··· Text segment ···

The Department for Digital, Culture, Media and Sport’s announcement that a further £330m from dormant bank accounts will be available in coming years to support housing for vulnerable people, helping disadvantaged young people into work and dealing with problem debt. Worthy causes for sure, but it leaves key questions unanswered about how charities will access the cash and how the sector can be sustainably funded in the future.
The concept of using dormant assets to support social causes has been around for more than a decade. The original idea involved identifying bank accounts that had no apparent owner – because they had died or were untraceable. The banks would then transfer these funds to a single “reclaim fund”, pooling hundreds of millions of pounds. If the owner turned up, they would be reimbursed.
The Dormant Bank and Building Society Accounts Act 2008 established the legal framework for the scheme. The Conservatives made it a major part of their 2010 general election manifesto, and set up Big Society Capital early on in the coalition government to act as the wholesale distributor for much of the reclaimed funds, and to provide capital to other providers of social finance for organisations on the ground. Since 2008, £1bn of dormant accounts money has been identified; £360m has been directed towards good causes in the UK.
Under this Tory vision, the whole social sector was to be re-engineered along the lines of market capitalism, making us independent, innovative and self-financing. But it hasn’t worked out like that. That model, as it has been largely deployed to date, is a particularly bad fit for the small, charitable and non-profit organisations that make up most of the sector. Their trustees are rightly wary about taking on liabilities that might require repayment. And most mainstream investors aren’t willing to take a punt on the high risks and low returns offered by those kinds of organisations. Most social investment has therefore been financed by government departments, Big Society Capital, its offshoot Access (to fund smaller groups), a handful of charitable foundations or the Big Lottery Fund.

···

• _What to do_
Extend the article on dormant bank account money for charities, picking up after its last paragraph.

··· Information provided ···

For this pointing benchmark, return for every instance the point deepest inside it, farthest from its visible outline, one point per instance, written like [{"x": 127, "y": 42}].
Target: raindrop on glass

···

• _Right answer_
The release of £330m is merely the next tranche of cash from dormant bank accounts being delivered from the reclaim fund over the coming four years.
Of course, more money to support housing for vulnerable people, helping disadvantaged young people into work and dealing with problem debt is surely needed, but the announcement raises more questions than it answers. Will the funds be accessible to most organisations? How will they support charitable bodies with the right expertise? How will the money finance effective programmes?
It says little about the next policy stage either, which is extending the reclaim fund idea to other dormant financial assets like equities and insurance. This was the subject of a major review last year, which concluded that up to £2bn could be released. This will require more detailed policy work and further legislation to realise.
Nor does the department’s latest announcement answer the question of what type of financial structures and products could best help local communities to be more resilient in these challenging times. We have argued for years that what most of the sector needs is not high finance but grant support.
There’s a relatively simple, sustainable way to deliver this, which NCVO and many others are firmly behind: endow the network of Community Foundations and, potentially, other local funders with the capital from these other dormant assets. This would enable them to provide local grant funding in perpetuity, leveraging private donations and other sources of capital alongside. This also has the potential to support bottom-up solutions devised by communities themselves.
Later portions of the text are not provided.